To do:
**A.** According to the committee charter excerpt, on whom may the Committee rely in carrying out its duties?
**B.** Carry on the committee charter excerpt from its final sentence.
+++ Document segment
However, the Committee is not required to conduct an independence assessment for in-house legal counsel or a compensation adviser that acts in a role limited to the following activities for which no disclosure is required under Regulation S-K Item 407(e)(3)(iii): (1) consulting on any broad-based plan that does not discriminate in scope, terms, or operation, in favor of Executive Officers or Board members, and that is available generally to all salaried employees; or (2) providing information that either is not customized for a particular issuer or that is customized based on parameters that are not developed by the adviser, and about which the adviser does not provide advice.

(e) The Committee shall also have appropriate resources and authority to discharge its responsibilities under this Charter.

6.3 In carrying out its duties, the Committee is permitted and will act in reliance on management, the independent public accountants, internal auditors, and outside advisers and experts, as it deems necessary or appropriate.
++++++
+++ Data records
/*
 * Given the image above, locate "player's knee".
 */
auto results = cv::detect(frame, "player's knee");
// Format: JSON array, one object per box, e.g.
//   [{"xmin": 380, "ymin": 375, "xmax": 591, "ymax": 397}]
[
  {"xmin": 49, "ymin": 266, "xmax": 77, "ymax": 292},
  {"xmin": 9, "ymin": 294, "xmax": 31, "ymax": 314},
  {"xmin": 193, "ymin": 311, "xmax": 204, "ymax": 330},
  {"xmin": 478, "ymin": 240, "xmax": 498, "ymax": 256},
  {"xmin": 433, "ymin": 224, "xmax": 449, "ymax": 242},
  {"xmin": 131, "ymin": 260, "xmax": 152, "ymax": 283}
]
++++++
Answer list:
**A.** Management, the independent public accountants, internal auditors, and outside advisers and experts, as it deems necessary or appropriate.

**B.**
6.4 The Committee has the power, in its discretion, to conduct any investigation it deems necessary or appropriate to enable it to carry out its duties.

6.5 The Committee will have unrestricted access to the independent registered public accountants, the internal auditors, internal and outside counsel, and anyone else in the Company, and may require any officer or employee of the Company or the Company’s outside counsel or independent registered public accountants to attend any meeting of the Committee or to meet with any members of, or consultants or advisers to, the Committee.